### DATA FOR THIS TASK
§

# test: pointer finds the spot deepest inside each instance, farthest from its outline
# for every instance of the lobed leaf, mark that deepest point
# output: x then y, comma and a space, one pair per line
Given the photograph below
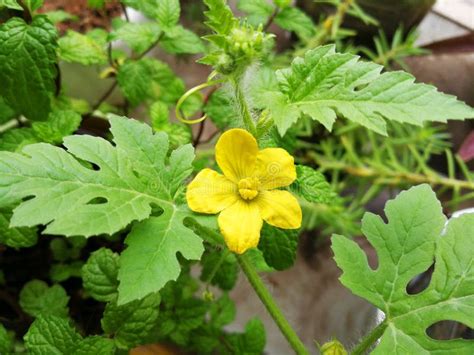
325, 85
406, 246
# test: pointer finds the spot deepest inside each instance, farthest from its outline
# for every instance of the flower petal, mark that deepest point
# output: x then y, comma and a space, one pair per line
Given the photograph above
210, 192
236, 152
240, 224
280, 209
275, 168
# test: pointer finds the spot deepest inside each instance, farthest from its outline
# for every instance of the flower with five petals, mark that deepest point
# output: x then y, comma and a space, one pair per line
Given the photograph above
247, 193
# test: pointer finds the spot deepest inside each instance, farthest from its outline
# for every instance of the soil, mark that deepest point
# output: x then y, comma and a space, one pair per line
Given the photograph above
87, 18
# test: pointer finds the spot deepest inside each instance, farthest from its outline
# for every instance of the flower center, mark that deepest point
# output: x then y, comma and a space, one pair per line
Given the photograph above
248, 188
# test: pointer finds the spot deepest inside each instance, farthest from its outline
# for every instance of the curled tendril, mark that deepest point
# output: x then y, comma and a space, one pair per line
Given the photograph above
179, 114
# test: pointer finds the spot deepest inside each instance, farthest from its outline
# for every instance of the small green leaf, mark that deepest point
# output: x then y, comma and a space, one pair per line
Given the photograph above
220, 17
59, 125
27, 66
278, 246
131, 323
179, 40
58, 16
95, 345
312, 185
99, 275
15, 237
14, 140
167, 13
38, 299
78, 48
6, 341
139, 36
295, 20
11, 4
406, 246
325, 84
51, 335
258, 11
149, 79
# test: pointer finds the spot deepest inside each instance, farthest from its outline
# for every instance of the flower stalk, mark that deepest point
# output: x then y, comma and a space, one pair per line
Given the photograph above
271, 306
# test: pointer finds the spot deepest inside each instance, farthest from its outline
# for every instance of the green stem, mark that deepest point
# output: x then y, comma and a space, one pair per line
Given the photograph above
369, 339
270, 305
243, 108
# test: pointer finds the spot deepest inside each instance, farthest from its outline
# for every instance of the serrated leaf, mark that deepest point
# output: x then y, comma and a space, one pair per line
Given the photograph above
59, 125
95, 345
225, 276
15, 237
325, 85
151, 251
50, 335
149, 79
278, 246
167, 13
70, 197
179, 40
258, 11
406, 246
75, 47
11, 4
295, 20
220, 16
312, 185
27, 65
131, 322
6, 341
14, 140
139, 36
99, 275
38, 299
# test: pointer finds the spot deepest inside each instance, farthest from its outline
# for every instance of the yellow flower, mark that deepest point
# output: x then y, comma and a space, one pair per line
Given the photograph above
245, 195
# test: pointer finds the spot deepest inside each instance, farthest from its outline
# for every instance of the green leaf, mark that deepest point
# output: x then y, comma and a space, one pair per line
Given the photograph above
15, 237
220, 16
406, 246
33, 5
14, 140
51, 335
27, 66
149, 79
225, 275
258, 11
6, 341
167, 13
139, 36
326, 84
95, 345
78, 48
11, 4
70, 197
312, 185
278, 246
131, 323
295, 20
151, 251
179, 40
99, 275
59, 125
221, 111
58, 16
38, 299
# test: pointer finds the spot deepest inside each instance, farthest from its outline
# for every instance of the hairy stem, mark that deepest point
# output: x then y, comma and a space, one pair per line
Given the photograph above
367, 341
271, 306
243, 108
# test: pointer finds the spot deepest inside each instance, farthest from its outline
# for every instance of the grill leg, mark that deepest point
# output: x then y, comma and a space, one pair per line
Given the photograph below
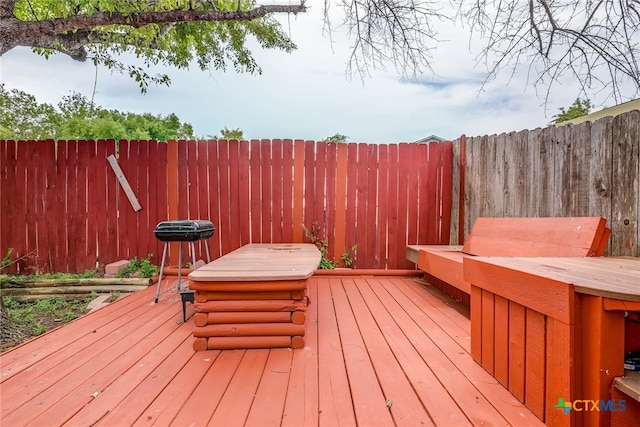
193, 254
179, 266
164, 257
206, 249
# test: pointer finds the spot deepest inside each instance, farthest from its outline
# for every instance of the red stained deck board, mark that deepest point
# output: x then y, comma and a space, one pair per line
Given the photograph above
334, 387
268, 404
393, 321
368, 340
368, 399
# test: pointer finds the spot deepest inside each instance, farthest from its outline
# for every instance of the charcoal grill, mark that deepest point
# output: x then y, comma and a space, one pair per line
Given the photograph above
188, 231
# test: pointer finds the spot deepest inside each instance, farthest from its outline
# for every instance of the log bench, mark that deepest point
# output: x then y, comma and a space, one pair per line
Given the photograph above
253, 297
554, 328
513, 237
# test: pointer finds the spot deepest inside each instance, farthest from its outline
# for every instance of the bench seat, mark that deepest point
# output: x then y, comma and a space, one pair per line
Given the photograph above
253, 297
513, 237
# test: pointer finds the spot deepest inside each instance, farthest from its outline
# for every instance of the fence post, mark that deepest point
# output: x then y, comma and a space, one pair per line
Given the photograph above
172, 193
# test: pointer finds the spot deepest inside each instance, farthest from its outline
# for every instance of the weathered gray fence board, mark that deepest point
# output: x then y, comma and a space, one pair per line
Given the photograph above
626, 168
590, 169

§

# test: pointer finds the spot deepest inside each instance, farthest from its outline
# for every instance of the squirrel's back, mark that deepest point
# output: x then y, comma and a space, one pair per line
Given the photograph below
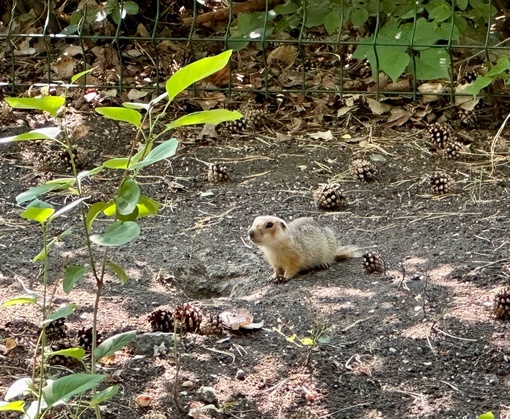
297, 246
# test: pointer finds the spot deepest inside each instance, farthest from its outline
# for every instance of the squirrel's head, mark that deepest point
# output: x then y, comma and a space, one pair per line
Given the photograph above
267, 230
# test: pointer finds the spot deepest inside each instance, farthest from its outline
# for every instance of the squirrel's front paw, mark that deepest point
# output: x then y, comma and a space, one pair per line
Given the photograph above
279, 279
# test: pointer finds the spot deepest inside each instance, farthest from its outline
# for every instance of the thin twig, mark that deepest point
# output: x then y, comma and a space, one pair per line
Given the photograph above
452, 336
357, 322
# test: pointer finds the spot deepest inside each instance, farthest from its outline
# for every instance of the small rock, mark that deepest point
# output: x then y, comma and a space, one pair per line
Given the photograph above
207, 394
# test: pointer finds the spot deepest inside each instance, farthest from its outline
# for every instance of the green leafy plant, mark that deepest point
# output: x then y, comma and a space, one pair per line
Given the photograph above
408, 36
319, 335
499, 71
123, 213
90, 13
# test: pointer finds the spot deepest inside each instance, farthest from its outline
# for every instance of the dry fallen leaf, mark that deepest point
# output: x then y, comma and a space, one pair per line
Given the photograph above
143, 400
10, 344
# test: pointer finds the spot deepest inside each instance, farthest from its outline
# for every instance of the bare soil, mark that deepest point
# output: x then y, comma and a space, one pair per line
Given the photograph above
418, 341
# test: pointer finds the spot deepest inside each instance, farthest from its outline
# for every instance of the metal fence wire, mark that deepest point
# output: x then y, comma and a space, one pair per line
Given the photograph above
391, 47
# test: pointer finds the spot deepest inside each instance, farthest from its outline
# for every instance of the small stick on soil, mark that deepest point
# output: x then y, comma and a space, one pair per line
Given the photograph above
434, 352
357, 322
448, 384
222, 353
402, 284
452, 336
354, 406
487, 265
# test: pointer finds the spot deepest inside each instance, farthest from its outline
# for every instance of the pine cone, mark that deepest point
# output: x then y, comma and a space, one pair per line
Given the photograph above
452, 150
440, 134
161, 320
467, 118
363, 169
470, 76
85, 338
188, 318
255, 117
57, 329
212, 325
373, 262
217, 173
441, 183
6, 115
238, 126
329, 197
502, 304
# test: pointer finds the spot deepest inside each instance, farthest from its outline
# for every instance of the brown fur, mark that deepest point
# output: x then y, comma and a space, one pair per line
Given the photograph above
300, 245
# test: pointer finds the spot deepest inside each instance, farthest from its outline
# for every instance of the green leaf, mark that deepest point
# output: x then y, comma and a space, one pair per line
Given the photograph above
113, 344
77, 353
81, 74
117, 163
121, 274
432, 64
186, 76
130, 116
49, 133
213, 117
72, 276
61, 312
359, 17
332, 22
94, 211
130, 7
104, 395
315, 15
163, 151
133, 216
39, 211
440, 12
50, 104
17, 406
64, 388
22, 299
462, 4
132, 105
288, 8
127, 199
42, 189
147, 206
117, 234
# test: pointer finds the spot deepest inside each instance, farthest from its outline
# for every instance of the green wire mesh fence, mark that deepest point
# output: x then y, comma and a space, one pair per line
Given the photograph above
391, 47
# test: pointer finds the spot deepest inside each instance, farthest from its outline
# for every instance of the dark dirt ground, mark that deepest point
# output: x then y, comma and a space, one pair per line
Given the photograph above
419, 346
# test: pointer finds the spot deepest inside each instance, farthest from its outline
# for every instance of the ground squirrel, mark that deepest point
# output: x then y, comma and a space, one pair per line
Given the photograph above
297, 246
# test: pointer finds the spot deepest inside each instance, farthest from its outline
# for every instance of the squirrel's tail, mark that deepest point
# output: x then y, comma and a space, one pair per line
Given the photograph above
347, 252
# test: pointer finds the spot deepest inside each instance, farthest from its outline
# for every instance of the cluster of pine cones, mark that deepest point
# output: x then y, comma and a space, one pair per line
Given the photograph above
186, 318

§

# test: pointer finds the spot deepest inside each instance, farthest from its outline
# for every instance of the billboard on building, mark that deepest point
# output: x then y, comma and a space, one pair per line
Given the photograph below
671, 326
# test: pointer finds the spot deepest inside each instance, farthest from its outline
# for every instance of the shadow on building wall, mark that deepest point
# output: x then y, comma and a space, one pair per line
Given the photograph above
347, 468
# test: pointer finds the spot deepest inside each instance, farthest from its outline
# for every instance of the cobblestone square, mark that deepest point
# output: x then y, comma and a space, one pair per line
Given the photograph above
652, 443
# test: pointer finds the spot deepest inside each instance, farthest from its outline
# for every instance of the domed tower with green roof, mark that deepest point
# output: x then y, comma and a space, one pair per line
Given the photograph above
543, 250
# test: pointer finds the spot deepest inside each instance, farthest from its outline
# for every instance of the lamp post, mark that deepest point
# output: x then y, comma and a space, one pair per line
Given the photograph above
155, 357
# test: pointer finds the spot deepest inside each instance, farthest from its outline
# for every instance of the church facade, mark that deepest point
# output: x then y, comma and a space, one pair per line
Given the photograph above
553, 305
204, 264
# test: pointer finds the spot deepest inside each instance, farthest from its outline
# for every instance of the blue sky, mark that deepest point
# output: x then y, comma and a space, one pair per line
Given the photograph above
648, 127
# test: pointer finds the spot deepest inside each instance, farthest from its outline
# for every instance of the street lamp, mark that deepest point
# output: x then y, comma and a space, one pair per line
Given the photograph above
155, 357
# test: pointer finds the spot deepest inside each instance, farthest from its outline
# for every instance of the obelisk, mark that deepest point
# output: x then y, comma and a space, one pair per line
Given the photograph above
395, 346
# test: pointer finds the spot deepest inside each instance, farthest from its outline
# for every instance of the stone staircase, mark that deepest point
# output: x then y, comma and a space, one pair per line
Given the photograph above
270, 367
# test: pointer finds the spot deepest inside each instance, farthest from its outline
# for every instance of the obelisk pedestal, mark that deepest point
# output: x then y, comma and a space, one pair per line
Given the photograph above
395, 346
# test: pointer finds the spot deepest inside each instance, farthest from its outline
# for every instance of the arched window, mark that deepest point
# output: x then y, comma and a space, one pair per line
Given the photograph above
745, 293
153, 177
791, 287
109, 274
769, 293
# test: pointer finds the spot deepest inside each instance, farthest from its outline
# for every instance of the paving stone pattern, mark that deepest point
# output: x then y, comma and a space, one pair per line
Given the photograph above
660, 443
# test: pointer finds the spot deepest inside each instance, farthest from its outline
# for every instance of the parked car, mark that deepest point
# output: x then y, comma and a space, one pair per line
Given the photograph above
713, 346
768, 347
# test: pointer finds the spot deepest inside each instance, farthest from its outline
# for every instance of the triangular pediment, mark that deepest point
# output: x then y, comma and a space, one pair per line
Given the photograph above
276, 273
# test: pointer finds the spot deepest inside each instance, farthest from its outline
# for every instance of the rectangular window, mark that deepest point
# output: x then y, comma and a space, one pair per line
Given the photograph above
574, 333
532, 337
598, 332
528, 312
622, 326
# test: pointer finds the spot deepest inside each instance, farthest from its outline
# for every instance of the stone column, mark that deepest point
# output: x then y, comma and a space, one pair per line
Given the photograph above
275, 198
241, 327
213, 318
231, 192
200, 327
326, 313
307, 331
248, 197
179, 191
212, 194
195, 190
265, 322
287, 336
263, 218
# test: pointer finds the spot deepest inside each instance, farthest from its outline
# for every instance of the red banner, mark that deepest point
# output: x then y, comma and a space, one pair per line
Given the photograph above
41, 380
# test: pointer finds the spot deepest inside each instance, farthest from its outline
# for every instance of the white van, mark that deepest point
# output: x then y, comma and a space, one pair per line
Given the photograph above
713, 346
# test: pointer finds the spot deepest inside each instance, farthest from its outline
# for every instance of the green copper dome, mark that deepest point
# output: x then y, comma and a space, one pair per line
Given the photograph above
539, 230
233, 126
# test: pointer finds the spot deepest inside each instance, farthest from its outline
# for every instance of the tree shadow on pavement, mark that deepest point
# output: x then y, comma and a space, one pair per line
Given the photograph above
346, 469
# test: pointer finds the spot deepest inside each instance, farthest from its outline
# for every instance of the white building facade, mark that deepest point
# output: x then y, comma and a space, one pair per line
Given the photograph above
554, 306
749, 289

§

Please count the lines in the material above that contain the string "squirrel" and reply with only that number.

5